EXERCISE MATERIALS ->
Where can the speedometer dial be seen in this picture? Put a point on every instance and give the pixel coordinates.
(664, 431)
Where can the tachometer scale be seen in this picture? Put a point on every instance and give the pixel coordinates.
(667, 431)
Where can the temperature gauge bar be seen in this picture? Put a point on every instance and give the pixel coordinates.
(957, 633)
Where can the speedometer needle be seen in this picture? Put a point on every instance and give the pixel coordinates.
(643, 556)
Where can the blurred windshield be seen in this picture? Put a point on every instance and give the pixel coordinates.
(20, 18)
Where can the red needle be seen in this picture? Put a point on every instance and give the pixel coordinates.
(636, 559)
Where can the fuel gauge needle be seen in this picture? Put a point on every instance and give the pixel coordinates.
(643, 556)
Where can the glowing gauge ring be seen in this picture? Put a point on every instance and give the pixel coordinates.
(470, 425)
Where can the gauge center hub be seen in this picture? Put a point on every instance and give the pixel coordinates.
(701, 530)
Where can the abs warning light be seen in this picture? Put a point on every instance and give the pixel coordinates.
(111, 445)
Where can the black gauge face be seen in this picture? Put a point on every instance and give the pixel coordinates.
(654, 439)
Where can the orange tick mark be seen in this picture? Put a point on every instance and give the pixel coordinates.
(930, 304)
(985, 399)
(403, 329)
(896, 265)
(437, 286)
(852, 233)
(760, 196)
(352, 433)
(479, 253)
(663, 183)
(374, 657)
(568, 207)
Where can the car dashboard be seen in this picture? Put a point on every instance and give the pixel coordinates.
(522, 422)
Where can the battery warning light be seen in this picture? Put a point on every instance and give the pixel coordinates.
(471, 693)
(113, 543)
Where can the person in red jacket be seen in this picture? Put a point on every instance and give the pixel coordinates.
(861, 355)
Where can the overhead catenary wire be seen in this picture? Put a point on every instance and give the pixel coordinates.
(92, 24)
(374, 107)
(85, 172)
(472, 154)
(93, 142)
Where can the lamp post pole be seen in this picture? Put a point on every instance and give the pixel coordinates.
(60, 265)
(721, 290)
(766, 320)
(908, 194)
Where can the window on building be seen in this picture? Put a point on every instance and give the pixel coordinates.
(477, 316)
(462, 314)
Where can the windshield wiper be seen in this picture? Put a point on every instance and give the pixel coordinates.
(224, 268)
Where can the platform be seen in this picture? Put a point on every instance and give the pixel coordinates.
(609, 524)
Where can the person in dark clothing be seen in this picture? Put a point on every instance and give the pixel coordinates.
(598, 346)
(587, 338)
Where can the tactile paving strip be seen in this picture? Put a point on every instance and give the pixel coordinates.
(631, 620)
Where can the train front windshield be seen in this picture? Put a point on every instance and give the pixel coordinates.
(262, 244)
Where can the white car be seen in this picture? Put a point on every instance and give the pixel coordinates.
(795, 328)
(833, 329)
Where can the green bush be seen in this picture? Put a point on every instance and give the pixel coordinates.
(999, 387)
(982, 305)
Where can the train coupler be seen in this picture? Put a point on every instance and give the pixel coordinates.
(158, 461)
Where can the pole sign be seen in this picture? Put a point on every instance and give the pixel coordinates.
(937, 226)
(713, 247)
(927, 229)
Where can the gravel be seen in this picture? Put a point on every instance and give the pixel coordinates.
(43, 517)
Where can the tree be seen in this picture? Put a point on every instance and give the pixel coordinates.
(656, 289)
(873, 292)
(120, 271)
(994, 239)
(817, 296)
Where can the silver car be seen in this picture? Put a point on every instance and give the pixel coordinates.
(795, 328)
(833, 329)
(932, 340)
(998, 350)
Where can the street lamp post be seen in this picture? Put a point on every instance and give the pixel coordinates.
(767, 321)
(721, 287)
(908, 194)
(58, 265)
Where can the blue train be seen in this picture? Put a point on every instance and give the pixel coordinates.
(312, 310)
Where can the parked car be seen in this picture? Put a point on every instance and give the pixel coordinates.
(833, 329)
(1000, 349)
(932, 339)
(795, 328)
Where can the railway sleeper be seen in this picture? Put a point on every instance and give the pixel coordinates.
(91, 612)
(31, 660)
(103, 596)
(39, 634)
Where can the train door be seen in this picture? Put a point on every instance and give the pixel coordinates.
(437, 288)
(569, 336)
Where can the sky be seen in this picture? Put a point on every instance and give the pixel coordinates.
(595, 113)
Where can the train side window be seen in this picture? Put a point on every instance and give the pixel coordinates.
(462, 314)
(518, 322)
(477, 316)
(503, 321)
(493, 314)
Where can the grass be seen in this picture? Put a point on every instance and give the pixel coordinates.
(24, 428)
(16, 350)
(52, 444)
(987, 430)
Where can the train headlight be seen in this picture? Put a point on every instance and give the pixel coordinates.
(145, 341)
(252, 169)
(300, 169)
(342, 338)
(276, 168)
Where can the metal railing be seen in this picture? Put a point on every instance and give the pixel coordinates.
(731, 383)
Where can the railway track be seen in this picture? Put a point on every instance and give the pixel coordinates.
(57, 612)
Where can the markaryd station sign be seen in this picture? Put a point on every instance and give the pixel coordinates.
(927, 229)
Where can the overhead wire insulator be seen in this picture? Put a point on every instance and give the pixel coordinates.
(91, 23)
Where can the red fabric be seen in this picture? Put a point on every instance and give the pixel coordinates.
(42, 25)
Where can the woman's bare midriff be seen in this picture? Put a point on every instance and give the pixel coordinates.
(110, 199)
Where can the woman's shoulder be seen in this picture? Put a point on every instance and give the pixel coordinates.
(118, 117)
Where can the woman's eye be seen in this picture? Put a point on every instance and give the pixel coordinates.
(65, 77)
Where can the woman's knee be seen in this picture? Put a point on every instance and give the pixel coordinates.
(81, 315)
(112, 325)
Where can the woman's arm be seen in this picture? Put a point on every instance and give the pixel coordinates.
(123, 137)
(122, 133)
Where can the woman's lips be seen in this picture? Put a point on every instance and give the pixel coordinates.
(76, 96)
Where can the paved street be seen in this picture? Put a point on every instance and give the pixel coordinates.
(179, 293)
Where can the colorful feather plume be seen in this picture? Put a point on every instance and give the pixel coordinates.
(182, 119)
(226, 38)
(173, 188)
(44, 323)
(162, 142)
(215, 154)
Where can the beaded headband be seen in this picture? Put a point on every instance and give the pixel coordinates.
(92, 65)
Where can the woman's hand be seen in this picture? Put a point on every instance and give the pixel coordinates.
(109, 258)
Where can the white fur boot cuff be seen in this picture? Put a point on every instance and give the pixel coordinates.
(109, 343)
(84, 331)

YOUR TASK -> Reproduce the entire listing above, swapping each "instance" for "occurrence" and leaving everything else unchanged.

WRITTEN SOLUTION ->
Where can the speedometer dial be seen in this picture? Put a point on every occurrence and give the pixel coordinates.
(664, 431)
Where can the tachometer scale be seen in this picture? Put a point on every occurrence and give the pixel coordinates.
(667, 431)
Where can the temperature gauge bar be seen in this picture? Put a point on every occurrence and give the pixel coordinates.
(957, 633)
Where can the speedometer needle be seen in this picture? Put a point on every occurrence and give the pixel coordinates.
(643, 556)
Where can the blurred windshield be seen in this picture? Put a point on every occurrence and give the pixel coordinates.
(20, 18)
Where can the red needle be seen in this picture? Put a point on every occurrence and give the pixel coordinates.
(636, 559)
Where can the fuel gauge needle be seen in this picture? Put a point on every occurrence and give the pixel coordinates.
(643, 556)
Where can the glowing gauge ring be seen in this picture? Put a point on every occurrence and give the pixel coordinates.
(470, 425)
Where can the gauge center hub be seen in this picture? Put a point on every occurrence and give the pixel coordinates.
(701, 530)
Where can the abs warning light be seen in this picture? Put a point on every occurrence and give the pixel coordinates.
(111, 445)
Where can the black gauge face be seen in this picture? Put a point on every occurrence and give the pixel coordinates.
(654, 439)
Where can the orange tick mark be seen in this picture? Put a point on every occurrence and give the pixel coordinates.
(930, 304)
(985, 399)
(403, 329)
(896, 265)
(437, 286)
(852, 233)
(760, 196)
(352, 433)
(479, 253)
(663, 183)
(374, 657)
(568, 207)
Where can the car dashboard be seen in this picture? Put a point on every occurrence and give the pixel coordinates.
(522, 422)
Where can the battery warning light be seen in this picture? Put a point on every occurrence and give the pixel coordinates.
(471, 693)
(113, 543)
Where can the person in red jacket be seen in this picture? Put a point on every occurrence and give the pixel coordinates.
(861, 355)
Where can the overhead catenary wire be seen in this picture? Put a point on every occurrence and give the pixel coordinates.
(92, 24)
(374, 107)
(85, 172)
(472, 154)
(93, 142)
Where can the lamp post pole be seen in this picture? Put a point on every occurrence and give the pixel coordinates.
(60, 265)
(721, 290)
(766, 320)
(908, 194)
Where can the window on building be seen in this picture? Put a point on every occurrence and give the pixel coordinates.
(477, 316)
(462, 314)
Where can the windshield wiper be seen in this picture? Put a point on every occurrence and give the pixel coordinates.
(224, 268)
Where can the platform be seen in this picture? Put a point on every occurrence and give the pixel coordinates.
(609, 524)
Where can the person in dark clothing be seen in this picture? Put a point on every occurrence and give the pixel coordinates.
(598, 346)
(587, 338)
Where can the tactile paving strip be seen in this picture? Put a point on every occurrence and give the pixel coordinates.
(631, 620)
Where can the train front windshield be seen in this picture? Put a point on every occurrence and give the pixel coordinates.
(262, 244)
Where can the white car be seen in this picture? Put a point on every occurrence and give the pixel coordinates.
(795, 328)
(833, 329)
Where can the green bush be seen in this picture? Put a point on every occurrence and give the pixel coordinates.
(999, 387)
(982, 305)
Where can the train coupler be seen in this picture? Put a point on every occurrence and give the pixel coordinates.
(158, 461)
Where can the pole sign be seen in this picture? Put a point on every occurrence and give the pixel coordinates.
(937, 226)
(713, 247)
(927, 229)
Where can the gravel be seen in this picture? Put a point on every occurrence and give the pixel coordinates.
(43, 517)
Where can the tree be seen in this picture? Put a point on every occurrence and give the pixel coordinates.
(656, 289)
(873, 292)
(120, 271)
(994, 239)
(817, 296)
Where can the silver car be seen in this picture? Put a point on every occurrence and give the pixel coordinates.
(795, 328)
(833, 329)
(932, 340)
(998, 350)
Where can the street lamp post be seen in this picture? Put a point on every occurrence and give the pixel coordinates.
(767, 321)
(721, 287)
(908, 194)
(58, 265)
Where can the blue train be seen in this picture? Put a point on every occurrence and give the pixel coordinates.
(312, 310)
Where can the parked car be seen in this picture? Put a point on every occurrence and give the pixel coordinates.
(833, 329)
(1000, 349)
(932, 339)
(795, 328)
Where can the railway sleeper be seen in this picture? Put a point on every occurrence and give the pixel coordinates.
(91, 612)
(31, 660)
(103, 596)
(39, 634)
Where can the train door be seen in this picture? Put a point on every occurrence and give the pixel coordinates.
(437, 288)
(569, 336)
Where can the sky be seen in this picture? Put a point on every occurrence and give the pixel coordinates.
(595, 113)
Where can the train side window be seen in this picture? Put a point on every occurrence and give the pixel coordinates.
(462, 314)
(518, 322)
(477, 316)
(503, 321)
(493, 314)
Where can the grass be seen in this picture? Put a point on every occurrence and give the pixel coordinates.
(24, 428)
(16, 350)
(52, 444)
(987, 430)
Where can the train headlight be seen in this picture? Put a point on every occurrence and give the pixel coordinates.
(145, 341)
(252, 169)
(300, 169)
(342, 338)
(276, 168)
Where can the metal railing be seen in this picture? Put a point on every occurrence and give the pixel coordinates.
(731, 383)
Where can the railway track be seen in this picture? Put a point on every occurrence and give the pixel coordinates.
(57, 612)
Where can the markaryd station sign be seen in this picture? Put a point on every occurrence and give the pixel coordinates.
(927, 229)
Where can the overhead wire insulator be seen in this picture? Put a point on every occurrence and give the pixel coordinates.
(91, 23)
Where can the red fabric be seen in this picture? Put a point on every occurrence and give the pixel coordinates.
(42, 25)
Where can the woman's bare midriff be seen in this picture? Put a point on every occurrence and give the pixel coordinates.
(110, 199)
Where can the woman's shoulder be seen in this picture? Put a point on every occurrence and give the pixel coordinates.
(118, 117)
Where can the woman's eye be seen in this picture? Put a point on every occurrence and give the pixel coordinates.
(65, 77)
Where can the woman's knee be seen in this picture? Put a point on every occurrence and give the pixel coordinates.
(81, 315)
(112, 325)
Where can the woman's arm be seen in this picture? Put a point on every occurrence and give the pixel coordinates.
(123, 137)
(122, 133)
Where can the woman's lips be seen in this picture? Put a point on every occurrence and give the pixel coordinates.
(76, 96)
Where can the paved street be seen in this picture? Put a point on every occurrence and give the pixel coordinates.
(179, 293)
Where can the colorful feather plume be seen in this picture? Put a point on every occurrence and give the pixel coordinates.
(182, 119)
(226, 38)
(173, 188)
(44, 323)
(162, 142)
(215, 154)
Where can the beaded headband be seen in this picture? Put a point on every occurrence and give the pixel coordinates.
(92, 65)
Where can the woman's hand be seen in this picture? Put a point on every occurrence and give the pixel coordinates.
(109, 258)
Where can the white fur boot cuff be seen in this picture? Put a point on every occurrence and give the pixel coordinates.
(109, 343)
(84, 331)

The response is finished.